■ **Rows from a pointing dataset**:
┄┄┄┄┄┄┄┄┄┄┄┄┄┄┄┄┄┄┄┄

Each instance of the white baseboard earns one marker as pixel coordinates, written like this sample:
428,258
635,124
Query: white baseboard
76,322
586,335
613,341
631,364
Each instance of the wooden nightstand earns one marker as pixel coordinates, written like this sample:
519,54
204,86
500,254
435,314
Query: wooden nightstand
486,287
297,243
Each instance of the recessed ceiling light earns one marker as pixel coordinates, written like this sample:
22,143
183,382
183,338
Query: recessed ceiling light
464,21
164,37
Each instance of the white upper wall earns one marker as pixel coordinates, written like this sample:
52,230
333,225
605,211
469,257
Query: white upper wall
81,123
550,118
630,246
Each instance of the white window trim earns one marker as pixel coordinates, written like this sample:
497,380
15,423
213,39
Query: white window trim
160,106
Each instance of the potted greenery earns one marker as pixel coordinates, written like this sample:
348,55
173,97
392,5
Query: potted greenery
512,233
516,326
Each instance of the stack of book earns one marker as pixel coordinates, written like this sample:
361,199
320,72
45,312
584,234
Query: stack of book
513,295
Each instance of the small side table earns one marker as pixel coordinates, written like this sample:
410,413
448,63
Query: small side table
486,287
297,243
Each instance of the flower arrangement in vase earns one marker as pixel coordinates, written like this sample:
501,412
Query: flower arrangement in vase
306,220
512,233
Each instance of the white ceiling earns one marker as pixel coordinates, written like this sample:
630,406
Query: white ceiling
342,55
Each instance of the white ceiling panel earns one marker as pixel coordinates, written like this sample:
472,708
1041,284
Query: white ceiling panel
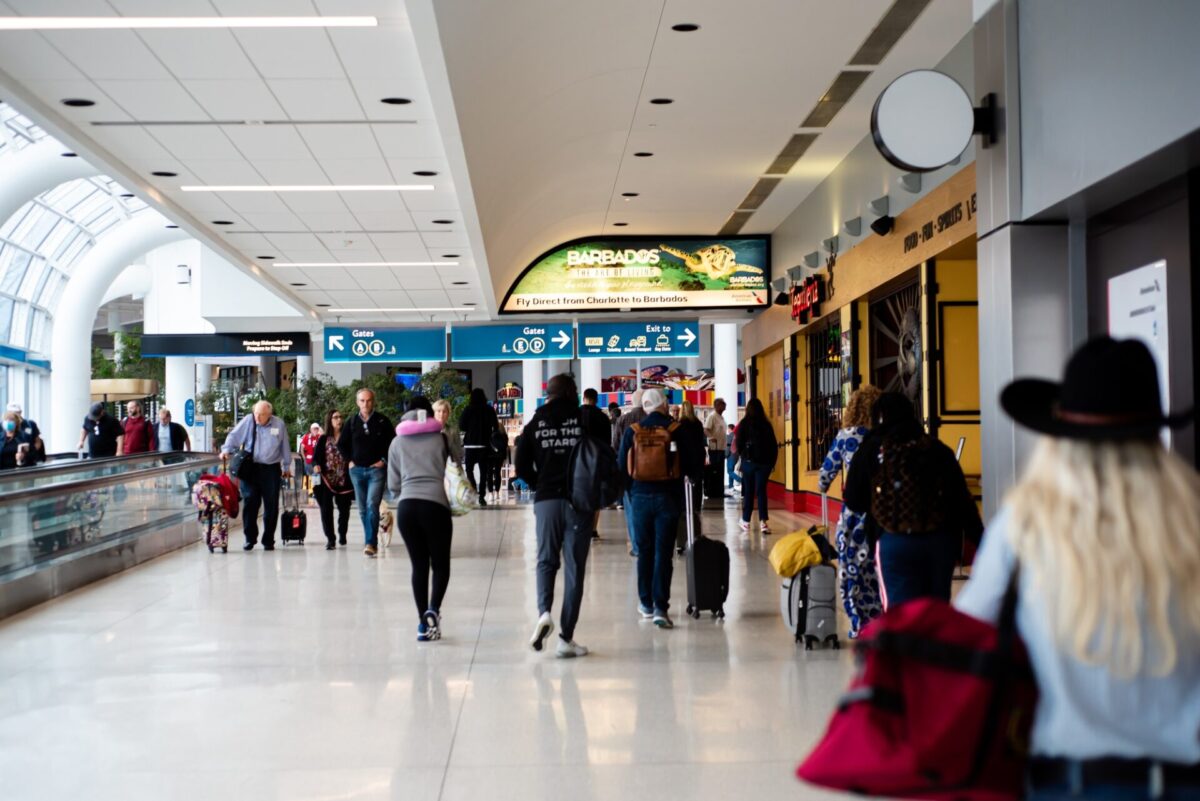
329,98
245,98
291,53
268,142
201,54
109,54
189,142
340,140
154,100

┄┄┄┄┄┄┄┄┄┄┄┄┄┄┄┄┄┄┄┄

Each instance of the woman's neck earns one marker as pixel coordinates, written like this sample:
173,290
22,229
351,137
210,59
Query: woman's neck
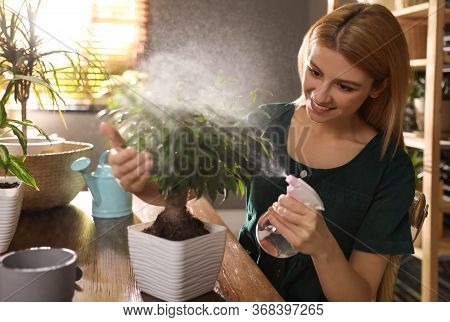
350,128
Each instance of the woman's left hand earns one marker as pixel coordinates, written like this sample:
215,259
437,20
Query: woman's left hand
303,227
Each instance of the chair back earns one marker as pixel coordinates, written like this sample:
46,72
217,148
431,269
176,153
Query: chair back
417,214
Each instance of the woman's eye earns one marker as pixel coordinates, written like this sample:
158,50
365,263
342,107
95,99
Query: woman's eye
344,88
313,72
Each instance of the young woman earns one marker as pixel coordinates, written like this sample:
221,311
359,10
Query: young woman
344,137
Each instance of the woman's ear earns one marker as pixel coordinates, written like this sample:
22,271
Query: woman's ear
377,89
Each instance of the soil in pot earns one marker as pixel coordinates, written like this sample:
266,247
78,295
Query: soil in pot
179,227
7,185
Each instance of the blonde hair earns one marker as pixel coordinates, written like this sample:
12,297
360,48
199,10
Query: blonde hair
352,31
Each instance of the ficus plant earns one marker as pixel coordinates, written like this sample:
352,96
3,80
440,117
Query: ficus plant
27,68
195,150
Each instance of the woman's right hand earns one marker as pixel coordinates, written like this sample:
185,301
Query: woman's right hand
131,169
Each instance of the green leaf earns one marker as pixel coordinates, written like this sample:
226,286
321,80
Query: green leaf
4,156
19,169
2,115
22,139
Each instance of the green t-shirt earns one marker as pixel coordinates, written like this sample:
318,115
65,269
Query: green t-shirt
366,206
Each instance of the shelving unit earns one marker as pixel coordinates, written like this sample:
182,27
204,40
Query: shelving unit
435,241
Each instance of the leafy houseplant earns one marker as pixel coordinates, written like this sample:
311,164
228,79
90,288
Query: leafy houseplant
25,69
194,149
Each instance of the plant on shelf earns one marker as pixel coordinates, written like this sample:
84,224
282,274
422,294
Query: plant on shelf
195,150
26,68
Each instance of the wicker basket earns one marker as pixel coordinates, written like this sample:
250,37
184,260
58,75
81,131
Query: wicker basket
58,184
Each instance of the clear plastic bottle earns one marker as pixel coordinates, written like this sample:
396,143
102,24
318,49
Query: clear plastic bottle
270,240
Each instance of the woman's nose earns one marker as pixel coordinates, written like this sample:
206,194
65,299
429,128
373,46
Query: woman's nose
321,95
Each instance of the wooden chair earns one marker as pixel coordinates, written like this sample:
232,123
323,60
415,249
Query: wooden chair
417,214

┄┄┄┄┄┄┄┄┄┄┄┄┄┄┄┄┄┄┄┄

■ **Work to do**:
Identify every line of the material above that contains the word "soil" and copy each of those lines.

■ **Reply to the exercise**:
Each instance of the soil in pot earns one marker as pixel coordinates, written like this sample:
Query: soil in pot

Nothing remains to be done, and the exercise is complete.